[Extract to read]:
* Begin *

# The fury of reading...



## Xanados (Mar 14, 2012)

For my entire life I've been struggling as I read. This, believe it or not, is the source of a deep depression. When I read, even as I read this back, my tongue moves. I have tried many things. I have tried to read faster (it slightly helps), but it always there. There is no time when I don't think about it.

I realize that it is natural. It's sub-vocalization, I think. But some people do not suffer it. Some people don't mind it, but I don't think that they have it as bad. It's not subtle. 

I have struggled with it for years. 

On another note, I have tried to read the LoTR for over 2 years. I can't get past the beginning chapters. As of yesterday I have been determined to finish it. But, for some reason, the problem has gotten worse. I'm on chapter 6 of the Fellowship. This is the chapter that I just couldn't bear to read the last time I read it almost a a year ago. (For the tongue movement amongst other reasons) And now it has happened again. What a paradox.

It is ruining my reading. Well, I can't say that because it has always been there. While I was reading Elantris I found it slightly easier, whereas in LotR I did not. The dialogue trips me up. There are hardly any contractions. I partly have a lisp and I have never pronounced the letters in words. I glottal stop, too.

When I think I constantly move my tongue, too. 

Please, no light comments. This is serious for me. I have only now decided that I want to make a thread about it.

Edit: I've just remembered: I find it almost impossible to say, in my head, the word "changed". I just cannot say words with similar letters. It is to the point where I must open my mouth, whisper the word, and bloody read on.
Edit: This is reading. This is writing. The two most important things. This is a horrible affliction. I don't know I've managed to suffer through the books that I have. 

Ughhhhhhhhh.


----------



## Steerpike (Mar 14, 2012)

One technique to attempt to overcome sub-vocalization is to try to train your eyes and your mind to move through the text faster than you can sub-vocalize. It will take practice, I imagine, but the idea is that at some point you'll break the habit when you start processing the text faster than you can sub-vocalize it. Not a bad idea to find practice materials you don't care about reading, because initially you will probably miss a lot of content as you are forcing yourself mentally through the words at a faster rate than you are used to. The theory is, though, that as you keep trying it your brain will eventually fall into the new pattern and the sub-vocalization issue will go away.

In the mean time, for things you enjoy, try audio books. Particularly for books that you find a little more tedious in print. I don't think I'd have read Robert Jordan's last Wheel of Time books (pre-Sanderson) if it wasn't for being able to get them on CD and listen to them.


----------

* End *

Answer these questions from the thread on reading:
1. Which chapter of the Fellowship has the first poster reached?
2. Which word does the first poster find almost impossible to say in their head?
3. What does Steerpike suggest trying in the meantime for things you enjoy?

[Dataset excerpts]:
* Begin *

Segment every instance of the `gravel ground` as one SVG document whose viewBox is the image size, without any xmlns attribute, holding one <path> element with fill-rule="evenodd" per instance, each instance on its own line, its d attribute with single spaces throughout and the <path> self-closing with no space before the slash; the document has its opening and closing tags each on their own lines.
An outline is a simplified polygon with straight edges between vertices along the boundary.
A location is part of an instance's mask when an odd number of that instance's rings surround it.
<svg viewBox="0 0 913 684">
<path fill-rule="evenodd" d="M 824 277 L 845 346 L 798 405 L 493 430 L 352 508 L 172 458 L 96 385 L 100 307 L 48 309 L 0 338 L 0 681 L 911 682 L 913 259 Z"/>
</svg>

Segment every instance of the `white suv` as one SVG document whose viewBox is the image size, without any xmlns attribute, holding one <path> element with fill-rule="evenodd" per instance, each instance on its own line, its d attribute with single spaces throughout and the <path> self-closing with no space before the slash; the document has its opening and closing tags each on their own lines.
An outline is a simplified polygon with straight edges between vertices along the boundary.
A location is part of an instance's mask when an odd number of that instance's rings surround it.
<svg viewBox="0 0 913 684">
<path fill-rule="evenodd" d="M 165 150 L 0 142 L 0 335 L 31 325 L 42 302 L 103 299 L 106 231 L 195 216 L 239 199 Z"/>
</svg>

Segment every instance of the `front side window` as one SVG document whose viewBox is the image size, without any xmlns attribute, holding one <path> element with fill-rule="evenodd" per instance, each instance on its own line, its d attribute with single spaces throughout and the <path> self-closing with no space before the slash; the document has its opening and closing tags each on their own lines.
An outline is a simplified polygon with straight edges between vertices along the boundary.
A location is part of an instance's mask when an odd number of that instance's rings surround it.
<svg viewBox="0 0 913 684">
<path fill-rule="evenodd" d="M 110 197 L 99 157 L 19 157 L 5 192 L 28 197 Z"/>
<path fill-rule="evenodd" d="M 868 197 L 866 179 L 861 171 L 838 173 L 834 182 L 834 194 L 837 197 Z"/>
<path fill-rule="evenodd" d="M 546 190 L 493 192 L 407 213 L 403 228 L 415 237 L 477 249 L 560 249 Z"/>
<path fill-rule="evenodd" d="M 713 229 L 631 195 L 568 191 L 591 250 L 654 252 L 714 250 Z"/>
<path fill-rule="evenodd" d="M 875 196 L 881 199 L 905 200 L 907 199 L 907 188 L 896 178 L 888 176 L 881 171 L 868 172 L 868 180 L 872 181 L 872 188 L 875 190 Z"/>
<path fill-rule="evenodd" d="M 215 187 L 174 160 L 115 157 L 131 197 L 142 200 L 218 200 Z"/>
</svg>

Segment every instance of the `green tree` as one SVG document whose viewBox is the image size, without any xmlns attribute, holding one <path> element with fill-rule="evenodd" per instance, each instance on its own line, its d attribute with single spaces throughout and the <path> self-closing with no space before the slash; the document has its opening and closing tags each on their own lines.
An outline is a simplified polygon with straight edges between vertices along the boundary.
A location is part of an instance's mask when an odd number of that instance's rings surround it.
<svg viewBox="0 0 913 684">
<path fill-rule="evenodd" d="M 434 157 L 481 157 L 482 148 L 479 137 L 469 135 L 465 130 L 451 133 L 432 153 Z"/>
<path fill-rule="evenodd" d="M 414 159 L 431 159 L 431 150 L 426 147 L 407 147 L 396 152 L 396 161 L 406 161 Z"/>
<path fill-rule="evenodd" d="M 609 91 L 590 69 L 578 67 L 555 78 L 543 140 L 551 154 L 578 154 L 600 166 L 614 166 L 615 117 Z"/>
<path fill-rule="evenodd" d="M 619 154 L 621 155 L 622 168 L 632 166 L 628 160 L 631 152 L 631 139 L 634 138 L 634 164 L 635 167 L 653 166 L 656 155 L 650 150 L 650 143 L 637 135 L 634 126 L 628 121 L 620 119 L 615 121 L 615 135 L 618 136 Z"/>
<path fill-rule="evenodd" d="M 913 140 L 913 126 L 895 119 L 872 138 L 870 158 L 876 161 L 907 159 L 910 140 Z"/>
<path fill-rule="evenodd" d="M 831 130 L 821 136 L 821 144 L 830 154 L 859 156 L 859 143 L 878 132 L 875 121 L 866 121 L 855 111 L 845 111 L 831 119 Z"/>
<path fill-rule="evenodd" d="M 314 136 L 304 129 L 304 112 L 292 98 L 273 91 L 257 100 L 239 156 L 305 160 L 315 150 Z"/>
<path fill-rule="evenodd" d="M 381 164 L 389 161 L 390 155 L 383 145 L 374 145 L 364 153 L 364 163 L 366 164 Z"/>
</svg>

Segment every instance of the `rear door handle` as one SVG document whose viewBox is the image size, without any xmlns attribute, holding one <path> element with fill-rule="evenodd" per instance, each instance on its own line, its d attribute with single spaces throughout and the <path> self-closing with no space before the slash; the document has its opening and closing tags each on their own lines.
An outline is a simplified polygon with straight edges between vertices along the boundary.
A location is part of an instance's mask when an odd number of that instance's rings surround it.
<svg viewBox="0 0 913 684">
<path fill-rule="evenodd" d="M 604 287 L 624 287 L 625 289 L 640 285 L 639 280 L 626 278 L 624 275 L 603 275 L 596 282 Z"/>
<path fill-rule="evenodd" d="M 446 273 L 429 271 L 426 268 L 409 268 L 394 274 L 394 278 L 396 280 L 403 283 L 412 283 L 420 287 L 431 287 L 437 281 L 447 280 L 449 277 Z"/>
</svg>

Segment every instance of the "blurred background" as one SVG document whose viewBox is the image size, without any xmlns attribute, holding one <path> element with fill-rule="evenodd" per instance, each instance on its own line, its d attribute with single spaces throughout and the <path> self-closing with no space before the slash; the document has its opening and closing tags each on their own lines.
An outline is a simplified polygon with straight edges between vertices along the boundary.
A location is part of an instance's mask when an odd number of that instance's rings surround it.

* End *

[Solution to this task]:
1. Chapter 6.
2. "Changed."
3. Audio books.